◆ What to produce ◆
In full and without alteration, transcribe the listing.

◆ Material for this exercise ◆
******
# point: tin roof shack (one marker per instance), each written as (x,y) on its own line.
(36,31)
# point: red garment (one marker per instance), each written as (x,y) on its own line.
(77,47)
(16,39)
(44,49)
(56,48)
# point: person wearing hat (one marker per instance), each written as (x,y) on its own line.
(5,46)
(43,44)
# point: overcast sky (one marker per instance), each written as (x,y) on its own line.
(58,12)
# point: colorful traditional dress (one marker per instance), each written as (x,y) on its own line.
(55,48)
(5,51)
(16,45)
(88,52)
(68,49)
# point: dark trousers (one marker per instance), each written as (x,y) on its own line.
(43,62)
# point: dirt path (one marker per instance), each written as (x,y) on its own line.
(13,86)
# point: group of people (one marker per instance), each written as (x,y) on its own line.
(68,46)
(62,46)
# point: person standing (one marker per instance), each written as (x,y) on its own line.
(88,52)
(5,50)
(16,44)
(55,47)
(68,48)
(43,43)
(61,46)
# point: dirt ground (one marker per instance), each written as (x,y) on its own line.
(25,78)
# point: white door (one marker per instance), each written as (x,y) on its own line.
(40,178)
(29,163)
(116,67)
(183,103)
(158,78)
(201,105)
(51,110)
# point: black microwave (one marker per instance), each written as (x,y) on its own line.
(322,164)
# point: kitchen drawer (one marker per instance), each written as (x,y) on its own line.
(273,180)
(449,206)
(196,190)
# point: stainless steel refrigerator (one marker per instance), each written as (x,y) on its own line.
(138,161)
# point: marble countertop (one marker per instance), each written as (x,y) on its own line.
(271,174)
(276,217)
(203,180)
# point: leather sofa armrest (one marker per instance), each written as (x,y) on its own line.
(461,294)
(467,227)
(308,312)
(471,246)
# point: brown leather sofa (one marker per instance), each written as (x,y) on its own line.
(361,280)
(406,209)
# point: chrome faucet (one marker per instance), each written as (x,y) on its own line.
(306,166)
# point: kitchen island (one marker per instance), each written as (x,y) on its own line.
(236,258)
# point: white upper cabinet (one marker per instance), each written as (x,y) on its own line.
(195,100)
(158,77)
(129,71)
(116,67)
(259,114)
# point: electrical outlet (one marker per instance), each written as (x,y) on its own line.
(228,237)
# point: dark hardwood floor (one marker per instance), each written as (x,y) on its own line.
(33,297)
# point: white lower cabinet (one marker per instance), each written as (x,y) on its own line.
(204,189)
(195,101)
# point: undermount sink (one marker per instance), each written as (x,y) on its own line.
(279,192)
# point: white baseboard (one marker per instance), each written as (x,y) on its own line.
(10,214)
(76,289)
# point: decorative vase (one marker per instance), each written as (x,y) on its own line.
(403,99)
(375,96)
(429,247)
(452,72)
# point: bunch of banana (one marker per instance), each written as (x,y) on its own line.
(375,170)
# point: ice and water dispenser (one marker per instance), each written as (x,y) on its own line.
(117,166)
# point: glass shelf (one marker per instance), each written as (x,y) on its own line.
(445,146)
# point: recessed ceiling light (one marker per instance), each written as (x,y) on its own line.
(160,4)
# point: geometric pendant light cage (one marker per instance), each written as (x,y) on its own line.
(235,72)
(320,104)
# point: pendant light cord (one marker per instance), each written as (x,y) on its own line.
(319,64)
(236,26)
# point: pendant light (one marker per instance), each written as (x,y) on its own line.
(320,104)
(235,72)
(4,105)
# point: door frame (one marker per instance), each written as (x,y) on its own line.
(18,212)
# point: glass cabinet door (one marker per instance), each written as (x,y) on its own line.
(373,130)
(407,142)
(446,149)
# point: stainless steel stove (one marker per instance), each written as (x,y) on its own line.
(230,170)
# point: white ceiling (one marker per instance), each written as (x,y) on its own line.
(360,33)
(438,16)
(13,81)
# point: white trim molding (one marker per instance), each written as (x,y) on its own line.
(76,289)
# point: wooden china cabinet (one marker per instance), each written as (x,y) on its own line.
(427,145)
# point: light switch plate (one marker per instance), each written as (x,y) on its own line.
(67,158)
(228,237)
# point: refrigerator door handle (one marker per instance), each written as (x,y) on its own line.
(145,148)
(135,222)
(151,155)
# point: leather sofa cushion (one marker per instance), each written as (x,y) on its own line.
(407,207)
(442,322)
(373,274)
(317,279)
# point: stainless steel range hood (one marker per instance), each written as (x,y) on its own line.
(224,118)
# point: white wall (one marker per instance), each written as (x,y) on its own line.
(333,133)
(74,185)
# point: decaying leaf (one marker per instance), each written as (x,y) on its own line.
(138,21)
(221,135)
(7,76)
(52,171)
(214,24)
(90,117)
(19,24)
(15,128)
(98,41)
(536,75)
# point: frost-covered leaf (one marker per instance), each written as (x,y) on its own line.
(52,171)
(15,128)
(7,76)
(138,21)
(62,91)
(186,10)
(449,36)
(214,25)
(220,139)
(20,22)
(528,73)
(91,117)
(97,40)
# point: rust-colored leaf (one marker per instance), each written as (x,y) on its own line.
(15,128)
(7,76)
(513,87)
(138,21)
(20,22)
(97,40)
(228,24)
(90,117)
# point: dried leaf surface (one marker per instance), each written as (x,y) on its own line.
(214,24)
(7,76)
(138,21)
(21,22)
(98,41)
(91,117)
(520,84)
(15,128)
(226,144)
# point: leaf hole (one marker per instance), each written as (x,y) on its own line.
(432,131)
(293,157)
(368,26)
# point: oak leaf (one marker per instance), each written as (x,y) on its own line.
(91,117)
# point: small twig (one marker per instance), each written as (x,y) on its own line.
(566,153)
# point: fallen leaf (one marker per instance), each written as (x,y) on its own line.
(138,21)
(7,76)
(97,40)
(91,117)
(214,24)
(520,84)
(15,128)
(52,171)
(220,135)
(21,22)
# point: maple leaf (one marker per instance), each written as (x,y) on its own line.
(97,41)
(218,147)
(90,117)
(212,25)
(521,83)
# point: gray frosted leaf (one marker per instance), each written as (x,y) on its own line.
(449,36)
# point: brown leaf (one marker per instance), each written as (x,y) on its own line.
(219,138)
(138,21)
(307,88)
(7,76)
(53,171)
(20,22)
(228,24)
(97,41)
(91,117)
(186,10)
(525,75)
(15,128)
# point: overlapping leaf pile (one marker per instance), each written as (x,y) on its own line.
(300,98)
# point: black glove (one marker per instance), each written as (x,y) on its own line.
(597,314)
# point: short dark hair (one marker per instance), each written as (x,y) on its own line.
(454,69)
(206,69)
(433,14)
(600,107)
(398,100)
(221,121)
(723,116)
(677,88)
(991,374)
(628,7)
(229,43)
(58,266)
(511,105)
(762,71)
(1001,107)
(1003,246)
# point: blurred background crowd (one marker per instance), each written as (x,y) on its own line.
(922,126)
******
◆ Worked solution ◆
# point: tin roof shack (one marker per instance), each written as (x,y) on its own line.
(36,31)
# point: red garment (one marker per instance), each written as (x,y) on its own line.
(77,47)
(16,39)
(44,49)
(56,48)
# point: person wearing hat (one marker per instance), each written as (x,y) on its own line.
(5,46)
(43,44)
# point: overcast sky (one marker per instance), each written as (x,y) on its own line.
(58,12)
# point: colorful traditional dress (one marker per instance), each written as (x,y) on its own line.
(55,48)
(5,51)
(16,45)
(88,52)
(68,49)
# point: dark trousers (one marker per instance), each written as (x,y) on its own line.
(43,62)
# point: dirt path (one marker per instance), each written as (x,y) on its own line.
(13,86)
# point: group of people (one marker per instance), each written as (x,y) on its own line.
(68,46)
(62,46)
# point: person standing (one marker per instance), each written as (x,y) on its own line.
(88,52)
(5,50)
(16,44)
(55,47)
(68,48)
(43,43)
(61,46)
# point: dirt ground (one marker per instance), each written as (x,y) on its own line.
(25,78)
# point: white door (one marker per instance), each written as (x,y) on its own line.
(40,178)
(29,163)
(116,67)
(183,103)
(158,78)
(201,105)
(51,110)
# point: black microwave (one marker per instance), each written as (x,y) on its own line.
(322,164)
# point: kitchen drawer (one marker per instance), each written as (x,y) on its own line.
(273,180)
(449,206)
(196,190)
# point: stainless steel refrigerator (one marker per instance), each written as (x,y) on its own line.
(138,161)
# point: marble countertop (one marker per instance), each written as (x,y) on its own line.
(271,174)
(276,217)
(203,180)
# point: leather sofa armrest (one marker per instance), each written as (x,y) on its own line.
(461,294)
(467,227)
(308,312)
(471,246)
# point: brown leather sofa (one marker per instance), each written as (x,y) on its own line.
(361,280)
(406,209)
# point: chrome faucet (one marker per instance), each written as (x,y) on its own line.
(306,166)
# point: kitchen island (one marker per instance), each written as (x,y) on its own line.
(236,258)
# point: white upper cabinet (one marker per instance), each written as (x,y) on its own line.
(195,100)
(158,77)
(129,71)
(116,67)
(259,114)
# point: electrical outlet (one marker per instance), each written as (x,y) on its own line.
(228,237)
# point: dark hardwood floor (one marker per instance), each written as (x,y) on its own line.
(33,297)
# point: white lower cabinet (one marker per instance), each written as (x,y) on its own line.
(204,189)
(195,101)
# point: undermount sink (one marker per instance), each written as (x,y) on its own line.
(279,192)
# point: white baseboard (one marker per instance), each written as (x,y) on its own line.
(10,214)
(76,289)
# point: decorative vase (one marker per instance), each written as (x,y) on its own line.
(403,99)
(375,96)
(429,247)
(452,72)
# point: bunch of banana (one marker per instance), each written as (x,y) on its own line.
(375,170)
# point: ice and water dispenser (one marker per instance), each written as (x,y) on its own line.
(117,166)
# point: glass shelf (one marker per instance), each written as (x,y) on its own line.
(445,146)
# point: recessed ceiling light (one marker per instance), each written as (x,y) on its own line.
(160,4)
# point: geometric pendant light cage (one marker per instance), each written as (x,y) on its own line.
(235,72)
(320,104)
# point: pendant light cord (one marker per instance), each written as (x,y) on its own line.
(319,64)
(236,26)
# point: pendant light (one marker per instance), each written as (x,y) on its own line.
(320,104)
(235,72)
(4,105)
# point: door frame (one marker per instance), each written as (x,y) on its own line.
(18,212)
# point: glass cabinet door (one marker per instance), each written as (x,y) on its own line.
(373,130)
(407,142)
(446,149)
# point: stainless steel stove (one marker per instance), each written as (x,y) on its own line.
(230,170)
# point: white ceiling (one marker per instance), each written as (x,y) on its own line.
(360,33)
(438,16)
(13,81)
# point: white trim molding (one marker per instance), each written as (x,y) on its own line.
(76,289)
# point: wooden china cabinet (one marker per instance), each written as (x,y) on its own line.
(427,145)
# point: light switch plate (one marker per instance), each written as (x,y) on its own line.
(67,158)
(228,237)
# point: refrigerator door handle (one marker per instance), each written as (x,y) on its own line.
(145,148)
(135,222)
(151,155)
# point: leather sofa cushion (one marker per instance), each written as (x,y) on its own line.
(407,207)
(442,322)
(373,274)
(317,279)
# point: stainless steel range hood (one marker per instance), each written as (x,y) on its own line.
(224,118)
# point: white wall (one marker per instance), each written as (x,y) on its own line.
(333,133)
(74,185)
# point: decaying leaf (one marker per instance), each written as (x,y) on its own line.
(138,21)
(221,135)
(7,76)
(52,171)
(214,24)
(90,117)
(19,24)
(15,128)
(98,41)
(536,75)
# point: frost-covered leaf (one marker per instance), each written as (x,y) on its own line.
(52,171)
(15,128)
(7,76)
(138,21)
(62,91)
(186,10)
(449,36)
(214,25)
(220,139)
(20,22)
(528,73)
(91,117)
(97,40)
# point: rust-colored leaf (one marker per instance), each written as (x,y) on its own line.
(15,128)
(7,76)
(513,87)
(138,21)
(20,22)
(97,40)
(228,24)
(90,117)
# point: dried leaf surface (one marker per instance), each written as (x,y) on its own line.
(214,24)
(7,76)
(138,21)
(21,22)
(98,41)
(91,117)
(520,84)
(15,128)
(226,144)
# point: leaf hole (one marker per instance), each written as (x,y) on its own line.
(432,131)
(293,157)
(368,26)
# point: oak leaf (one marker per instance), each written as (x,y) on its own line.
(91,117)
# point: small twig (one marker per instance), each written as (x,y) on its own line.
(566,153)
# point: fallen leaf (one marker per instance), each written as (x,y) on its own line.
(138,21)
(7,76)
(97,40)
(91,117)
(214,24)
(520,84)
(15,128)
(52,171)
(220,135)
(21,22)
# point: maple leaf (one marker per instance), each written as (x,y) on its own line.
(97,41)
(218,147)
(90,117)
(212,25)
(521,83)
# point: gray frosted leaf (one marker per instance), each written as (x,y) on its own line.
(449,36)
# point: brown leaf (one marker per instance), each written as (x,y) on its own line.
(219,138)
(138,21)
(307,88)
(7,76)
(53,171)
(20,22)
(228,24)
(97,41)
(91,117)
(186,10)
(525,75)
(15,128)
# point: overlapping leaf pile (one marker per instance), each written as (x,y) on its own line.
(300,98)
# point: black glove (one marker per instance), each written as (x,y) on its own line.
(597,314)
# point: short dark hair (one marker per instance), each written as (x,y) on its own line.
(454,69)
(206,69)
(433,14)
(600,107)
(398,100)
(221,121)
(723,116)
(677,88)
(991,374)
(628,7)
(229,43)
(58,266)
(511,105)
(762,71)
(1001,107)
(1003,246)
# point: blurred background crowd (one marker per instance), each written as (x,y) on its own line.
(922,126)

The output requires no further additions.